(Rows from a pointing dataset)
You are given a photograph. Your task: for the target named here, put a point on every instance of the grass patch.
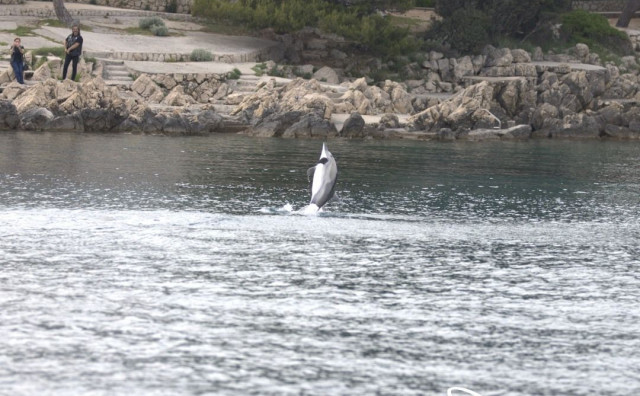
(229, 29)
(234, 74)
(413, 24)
(22, 31)
(52, 22)
(200, 55)
(260, 69)
(45, 51)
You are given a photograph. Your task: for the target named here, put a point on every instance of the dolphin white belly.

*Task to carry out*
Put every line of the items above into a numbered list, skipping any blank lines. Leave the pictures out of the list.

*Task result*
1. You are given a photograph. Your task: for the target named here, put a point on every instance of the grass patch.
2. (229, 29)
3. (234, 74)
4. (413, 24)
5. (22, 31)
6. (52, 22)
7. (200, 55)
8. (260, 69)
9. (45, 51)
10. You are given a photograph. Your task: for the target named here, put a point on every instance of the dolphin white belly.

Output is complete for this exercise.